Start of INPUT FOR THIS TASK
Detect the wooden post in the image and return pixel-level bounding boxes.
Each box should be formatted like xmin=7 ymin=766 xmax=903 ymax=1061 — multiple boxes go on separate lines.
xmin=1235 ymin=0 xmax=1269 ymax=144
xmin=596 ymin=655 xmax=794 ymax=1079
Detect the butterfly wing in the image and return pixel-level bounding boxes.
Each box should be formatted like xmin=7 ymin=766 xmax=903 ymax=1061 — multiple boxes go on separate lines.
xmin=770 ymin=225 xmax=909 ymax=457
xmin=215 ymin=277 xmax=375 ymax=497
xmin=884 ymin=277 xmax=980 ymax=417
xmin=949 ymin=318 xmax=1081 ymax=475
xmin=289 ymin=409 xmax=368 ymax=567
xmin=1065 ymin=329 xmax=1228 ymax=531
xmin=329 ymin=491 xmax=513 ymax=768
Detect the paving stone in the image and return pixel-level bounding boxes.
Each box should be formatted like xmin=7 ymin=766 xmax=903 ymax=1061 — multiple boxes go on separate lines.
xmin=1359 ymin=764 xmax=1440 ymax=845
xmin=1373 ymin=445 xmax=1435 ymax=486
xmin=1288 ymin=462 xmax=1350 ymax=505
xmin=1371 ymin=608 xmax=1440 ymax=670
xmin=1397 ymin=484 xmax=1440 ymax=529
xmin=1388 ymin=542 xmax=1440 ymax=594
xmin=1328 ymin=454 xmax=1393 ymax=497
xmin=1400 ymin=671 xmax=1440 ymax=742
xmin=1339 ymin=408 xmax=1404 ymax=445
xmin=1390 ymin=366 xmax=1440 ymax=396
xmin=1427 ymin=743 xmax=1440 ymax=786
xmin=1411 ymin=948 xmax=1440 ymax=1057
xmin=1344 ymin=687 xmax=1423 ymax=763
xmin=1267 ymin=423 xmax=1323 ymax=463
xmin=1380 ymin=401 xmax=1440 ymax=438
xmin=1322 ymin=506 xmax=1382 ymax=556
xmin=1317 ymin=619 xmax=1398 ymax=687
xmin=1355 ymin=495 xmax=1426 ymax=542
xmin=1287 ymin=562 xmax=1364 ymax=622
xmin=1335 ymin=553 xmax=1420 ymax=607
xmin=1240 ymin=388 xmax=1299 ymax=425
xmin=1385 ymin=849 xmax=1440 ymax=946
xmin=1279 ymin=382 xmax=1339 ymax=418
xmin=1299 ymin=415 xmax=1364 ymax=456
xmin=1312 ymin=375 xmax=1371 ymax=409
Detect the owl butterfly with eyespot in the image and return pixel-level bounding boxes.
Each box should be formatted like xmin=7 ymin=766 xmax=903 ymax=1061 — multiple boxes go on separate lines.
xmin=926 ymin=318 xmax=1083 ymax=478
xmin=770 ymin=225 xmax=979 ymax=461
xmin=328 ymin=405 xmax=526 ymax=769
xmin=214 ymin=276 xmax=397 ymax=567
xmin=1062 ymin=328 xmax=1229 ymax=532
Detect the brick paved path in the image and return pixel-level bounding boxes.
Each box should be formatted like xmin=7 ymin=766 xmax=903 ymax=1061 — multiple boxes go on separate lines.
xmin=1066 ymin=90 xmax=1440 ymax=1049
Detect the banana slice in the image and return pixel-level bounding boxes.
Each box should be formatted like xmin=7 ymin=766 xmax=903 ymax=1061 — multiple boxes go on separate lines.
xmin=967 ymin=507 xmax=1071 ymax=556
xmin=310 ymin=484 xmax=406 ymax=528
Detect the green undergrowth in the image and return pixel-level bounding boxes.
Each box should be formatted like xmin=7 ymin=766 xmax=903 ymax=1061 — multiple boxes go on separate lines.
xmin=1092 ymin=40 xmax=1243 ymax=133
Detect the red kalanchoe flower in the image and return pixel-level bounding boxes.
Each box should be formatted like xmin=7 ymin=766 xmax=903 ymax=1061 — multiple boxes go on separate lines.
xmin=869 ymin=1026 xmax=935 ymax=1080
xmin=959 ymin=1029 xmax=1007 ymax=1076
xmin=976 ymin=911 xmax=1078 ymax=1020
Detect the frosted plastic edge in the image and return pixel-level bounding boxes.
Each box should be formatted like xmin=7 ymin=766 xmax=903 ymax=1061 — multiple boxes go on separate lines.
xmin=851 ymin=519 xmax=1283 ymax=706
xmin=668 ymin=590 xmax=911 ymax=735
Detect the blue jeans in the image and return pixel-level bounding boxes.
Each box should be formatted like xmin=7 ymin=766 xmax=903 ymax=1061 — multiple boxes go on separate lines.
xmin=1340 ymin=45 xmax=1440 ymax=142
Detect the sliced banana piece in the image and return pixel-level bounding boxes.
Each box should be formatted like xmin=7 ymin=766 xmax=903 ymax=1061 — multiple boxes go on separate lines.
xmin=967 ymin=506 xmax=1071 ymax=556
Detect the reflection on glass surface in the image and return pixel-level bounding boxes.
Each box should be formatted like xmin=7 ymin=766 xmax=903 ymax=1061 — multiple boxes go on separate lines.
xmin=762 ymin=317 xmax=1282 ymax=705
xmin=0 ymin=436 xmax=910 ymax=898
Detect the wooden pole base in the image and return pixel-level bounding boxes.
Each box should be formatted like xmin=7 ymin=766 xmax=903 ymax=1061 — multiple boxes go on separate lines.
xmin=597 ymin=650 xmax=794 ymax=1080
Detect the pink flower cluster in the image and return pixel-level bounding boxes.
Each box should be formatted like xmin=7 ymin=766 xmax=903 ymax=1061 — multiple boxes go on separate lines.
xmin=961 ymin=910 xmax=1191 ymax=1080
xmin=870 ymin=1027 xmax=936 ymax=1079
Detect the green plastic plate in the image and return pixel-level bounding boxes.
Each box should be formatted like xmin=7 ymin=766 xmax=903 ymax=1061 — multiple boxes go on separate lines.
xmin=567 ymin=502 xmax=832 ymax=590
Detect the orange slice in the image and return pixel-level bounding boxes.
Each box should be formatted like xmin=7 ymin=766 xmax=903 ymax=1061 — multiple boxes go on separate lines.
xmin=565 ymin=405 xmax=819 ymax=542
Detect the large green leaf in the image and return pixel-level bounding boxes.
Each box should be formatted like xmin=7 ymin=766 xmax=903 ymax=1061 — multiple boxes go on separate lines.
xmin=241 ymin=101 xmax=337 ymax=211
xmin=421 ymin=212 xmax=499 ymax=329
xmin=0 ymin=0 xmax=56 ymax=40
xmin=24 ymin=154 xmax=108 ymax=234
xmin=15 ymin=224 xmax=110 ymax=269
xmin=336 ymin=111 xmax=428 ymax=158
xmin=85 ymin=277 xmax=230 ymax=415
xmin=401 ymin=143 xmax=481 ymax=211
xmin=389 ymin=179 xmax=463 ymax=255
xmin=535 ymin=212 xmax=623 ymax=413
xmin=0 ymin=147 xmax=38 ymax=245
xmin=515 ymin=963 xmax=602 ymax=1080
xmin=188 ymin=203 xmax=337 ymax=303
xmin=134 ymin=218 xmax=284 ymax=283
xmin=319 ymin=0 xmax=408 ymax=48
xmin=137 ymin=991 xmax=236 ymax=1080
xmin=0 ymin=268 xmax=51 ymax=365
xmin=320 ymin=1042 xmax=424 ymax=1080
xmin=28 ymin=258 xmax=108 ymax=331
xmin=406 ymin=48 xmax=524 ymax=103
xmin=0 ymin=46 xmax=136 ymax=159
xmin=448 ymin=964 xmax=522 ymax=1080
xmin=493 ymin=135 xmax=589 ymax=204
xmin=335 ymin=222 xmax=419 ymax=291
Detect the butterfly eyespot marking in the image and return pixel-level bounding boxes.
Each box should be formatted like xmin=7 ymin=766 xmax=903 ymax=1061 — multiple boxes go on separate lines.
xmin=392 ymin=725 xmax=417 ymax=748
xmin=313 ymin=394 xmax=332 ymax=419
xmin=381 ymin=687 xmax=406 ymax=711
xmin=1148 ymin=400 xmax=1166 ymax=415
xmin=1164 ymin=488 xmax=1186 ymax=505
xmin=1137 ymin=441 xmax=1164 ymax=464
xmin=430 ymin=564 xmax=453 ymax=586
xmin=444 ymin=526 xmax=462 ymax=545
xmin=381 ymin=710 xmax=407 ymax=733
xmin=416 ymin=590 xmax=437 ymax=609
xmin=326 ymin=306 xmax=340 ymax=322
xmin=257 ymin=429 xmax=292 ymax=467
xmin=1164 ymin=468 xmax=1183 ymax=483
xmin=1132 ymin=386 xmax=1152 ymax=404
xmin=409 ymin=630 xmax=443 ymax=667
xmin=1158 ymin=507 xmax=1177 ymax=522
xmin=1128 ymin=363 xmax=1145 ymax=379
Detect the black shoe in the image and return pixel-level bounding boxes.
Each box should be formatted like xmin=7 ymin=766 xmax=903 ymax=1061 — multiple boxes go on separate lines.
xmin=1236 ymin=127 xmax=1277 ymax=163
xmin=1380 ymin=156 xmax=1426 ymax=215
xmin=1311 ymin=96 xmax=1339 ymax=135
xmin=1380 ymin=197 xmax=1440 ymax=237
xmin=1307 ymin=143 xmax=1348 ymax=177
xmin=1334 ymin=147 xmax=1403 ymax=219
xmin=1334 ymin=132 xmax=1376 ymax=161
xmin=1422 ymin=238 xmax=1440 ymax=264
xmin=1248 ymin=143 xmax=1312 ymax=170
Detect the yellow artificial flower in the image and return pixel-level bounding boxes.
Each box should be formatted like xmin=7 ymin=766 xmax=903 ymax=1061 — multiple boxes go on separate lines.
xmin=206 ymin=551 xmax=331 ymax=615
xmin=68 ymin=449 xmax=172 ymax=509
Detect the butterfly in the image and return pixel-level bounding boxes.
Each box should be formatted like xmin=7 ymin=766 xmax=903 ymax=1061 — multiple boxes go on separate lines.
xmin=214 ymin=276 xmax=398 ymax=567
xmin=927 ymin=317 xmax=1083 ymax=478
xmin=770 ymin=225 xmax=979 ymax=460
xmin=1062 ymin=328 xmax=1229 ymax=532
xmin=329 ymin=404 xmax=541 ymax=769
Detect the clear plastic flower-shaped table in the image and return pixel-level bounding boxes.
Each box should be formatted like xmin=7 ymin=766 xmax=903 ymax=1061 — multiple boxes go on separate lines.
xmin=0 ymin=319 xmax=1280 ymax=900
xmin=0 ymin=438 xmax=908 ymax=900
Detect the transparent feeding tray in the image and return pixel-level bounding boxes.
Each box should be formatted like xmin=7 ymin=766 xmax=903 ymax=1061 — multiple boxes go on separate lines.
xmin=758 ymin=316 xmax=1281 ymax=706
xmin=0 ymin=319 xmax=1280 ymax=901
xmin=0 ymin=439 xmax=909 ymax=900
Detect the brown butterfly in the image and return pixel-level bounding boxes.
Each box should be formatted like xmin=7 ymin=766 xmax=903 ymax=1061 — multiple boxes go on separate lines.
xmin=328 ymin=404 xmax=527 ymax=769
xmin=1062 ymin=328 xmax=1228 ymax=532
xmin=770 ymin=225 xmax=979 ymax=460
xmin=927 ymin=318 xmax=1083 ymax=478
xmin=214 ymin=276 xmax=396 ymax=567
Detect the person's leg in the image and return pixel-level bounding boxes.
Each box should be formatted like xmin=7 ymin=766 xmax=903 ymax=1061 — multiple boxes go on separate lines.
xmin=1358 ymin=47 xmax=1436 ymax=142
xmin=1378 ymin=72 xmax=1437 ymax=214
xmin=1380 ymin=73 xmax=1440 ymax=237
End of INPUT FOR THIS TASK
ACTIVITY:
Transcribe only the lines from the beginning of the entries to the line with "Detect the owl", inclusive, exactly as written.

TASK OUTPUT:
Detect the wooden post in the image and return pixel-level bounding boxes.
Each box should be formatted like xmin=7 ymin=766 xmax=903 ymax=1061 — multiple boxes go on separate lines.
xmin=1235 ymin=0 xmax=1269 ymax=144
xmin=596 ymin=655 xmax=794 ymax=1079
Detect the butterfly wing in the image and return pixel-level bounding boxes.
Each box should be formatted like xmin=7 ymin=766 xmax=903 ymax=1061 — multiple boxes go on separate lines.
xmin=770 ymin=225 xmax=909 ymax=457
xmin=215 ymin=277 xmax=375 ymax=497
xmin=884 ymin=277 xmax=980 ymax=417
xmin=949 ymin=318 xmax=1081 ymax=475
xmin=289 ymin=409 xmax=368 ymax=567
xmin=1065 ymin=329 xmax=1228 ymax=531
xmin=329 ymin=491 xmax=513 ymax=768
Detect the paving stone in the image and return pixel-level bounding boxes.
Each box should be formatted like xmin=7 ymin=766 xmax=903 ymax=1061 — multiple boxes go on separate lines.
xmin=1359 ymin=764 xmax=1440 ymax=845
xmin=1373 ymin=445 xmax=1435 ymax=486
xmin=1288 ymin=462 xmax=1350 ymax=505
xmin=1371 ymin=608 xmax=1440 ymax=670
xmin=1397 ymin=484 xmax=1440 ymax=529
xmin=1388 ymin=542 xmax=1440 ymax=594
xmin=1328 ymin=454 xmax=1393 ymax=497
xmin=1400 ymin=671 xmax=1440 ymax=742
xmin=1339 ymin=408 xmax=1404 ymax=445
xmin=1390 ymin=366 xmax=1440 ymax=396
xmin=1427 ymin=743 xmax=1440 ymax=786
xmin=1411 ymin=948 xmax=1440 ymax=1057
xmin=1344 ymin=687 xmax=1423 ymax=763
xmin=1267 ymin=423 xmax=1323 ymax=463
xmin=1380 ymin=401 xmax=1440 ymax=438
xmin=1322 ymin=506 xmax=1382 ymax=556
xmin=1317 ymin=619 xmax=1398 ymax=687
xmin=1355 ymin=495 xmax=1426 ymax=542
xmin=1287 ymin=562 xmax=1364 ymax=622
xmin=1335 ymin=553 xmax=1420 ymax=607
xmin=1240 ymin=388 xmax=1299 ymax=425
xmin=1385 ymin=849 xmax=1440 ymax=946
xmin=1279 ymin=382 xmax=1339 ymax=418
xmin=1299 ymin=415 xmax=1364 ymax=456
xmin=1312 ymin=375 xmax=1371 ymax=409
Detect the owl butterfly with eyespot in the image and return pixel-level bounding boxes.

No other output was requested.